Zeilen aus einem Datensatz

┌──

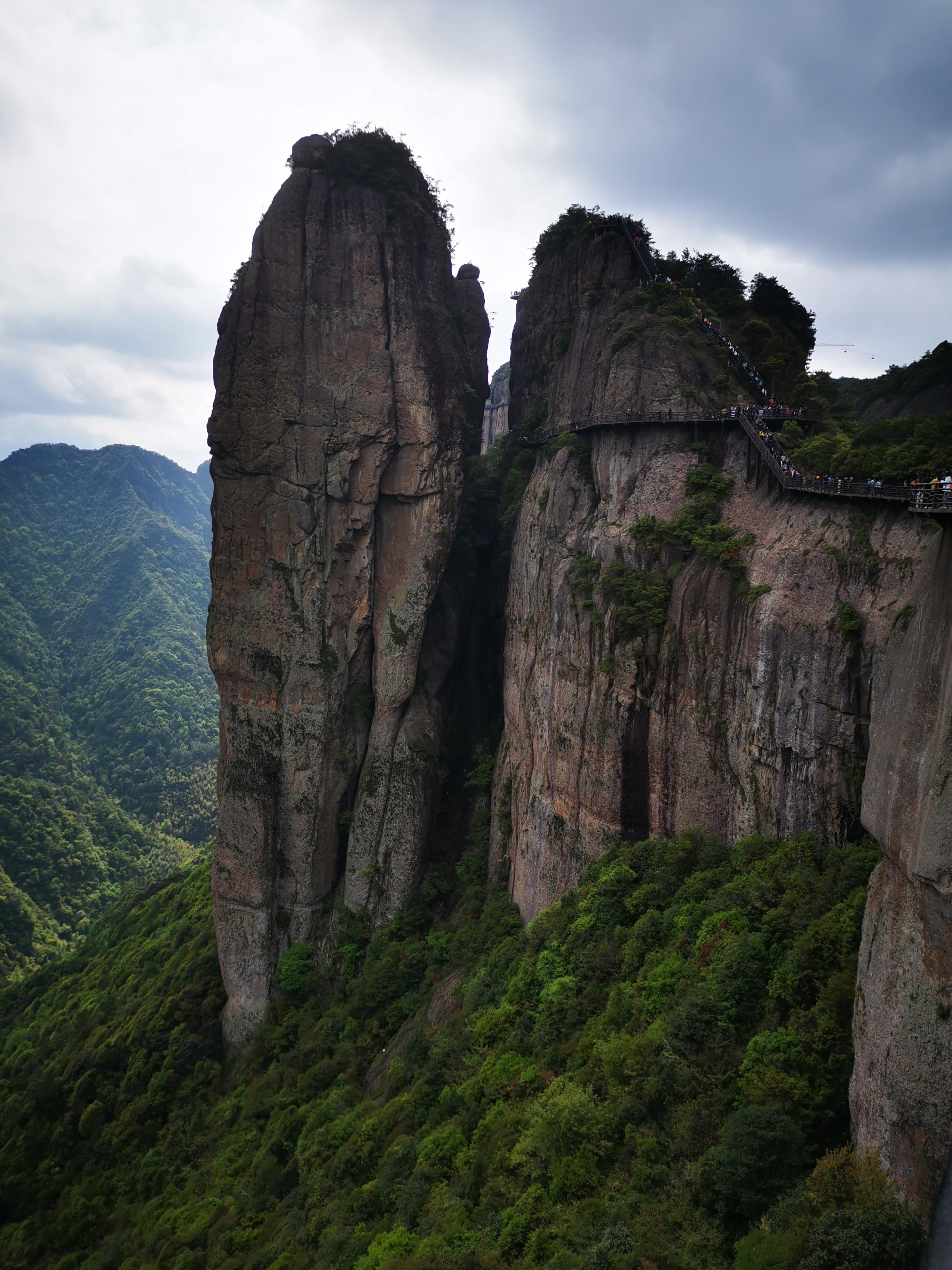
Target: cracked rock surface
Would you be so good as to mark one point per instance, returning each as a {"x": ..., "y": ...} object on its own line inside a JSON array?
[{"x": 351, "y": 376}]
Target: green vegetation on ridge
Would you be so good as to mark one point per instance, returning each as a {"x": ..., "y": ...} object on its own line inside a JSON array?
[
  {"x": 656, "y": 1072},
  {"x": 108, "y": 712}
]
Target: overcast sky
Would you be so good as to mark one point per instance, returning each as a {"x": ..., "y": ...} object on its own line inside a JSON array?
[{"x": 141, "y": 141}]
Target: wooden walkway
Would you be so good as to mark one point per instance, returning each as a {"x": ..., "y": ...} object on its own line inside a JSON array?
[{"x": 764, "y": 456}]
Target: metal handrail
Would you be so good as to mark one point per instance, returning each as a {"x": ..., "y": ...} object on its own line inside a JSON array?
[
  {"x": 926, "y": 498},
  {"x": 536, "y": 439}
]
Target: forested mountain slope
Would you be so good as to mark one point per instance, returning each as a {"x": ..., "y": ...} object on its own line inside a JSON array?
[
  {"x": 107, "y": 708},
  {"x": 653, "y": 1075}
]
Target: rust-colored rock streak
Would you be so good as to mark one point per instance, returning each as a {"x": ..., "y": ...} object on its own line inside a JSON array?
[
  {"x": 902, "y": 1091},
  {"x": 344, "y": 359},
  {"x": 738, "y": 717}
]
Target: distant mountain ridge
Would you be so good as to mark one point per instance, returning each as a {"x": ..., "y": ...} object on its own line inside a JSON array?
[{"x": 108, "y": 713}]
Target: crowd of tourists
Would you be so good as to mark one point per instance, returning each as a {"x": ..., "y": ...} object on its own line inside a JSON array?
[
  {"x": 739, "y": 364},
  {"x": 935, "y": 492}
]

└──

▸ **AUFGABE**: Gib die Einträge von der Zeile mit „Target: crowd of tourists“ bis zum Ende der Einträge, beide Enden eingeschlossen, Zeile für Zeile vollständig wieder. Verschiebe dabei jede x- und y-Koordinate in den Antworten um +44.

▸ **ANTWORT**:
Target: crowd of tourists
Would you be so good as to mark one point per instance, returning each as a {"x": ..., "y": ...} object on its own line inside a JSON array?
[
  {"x": 783, "y": 408},
  {"x": 979, "y": 536}
]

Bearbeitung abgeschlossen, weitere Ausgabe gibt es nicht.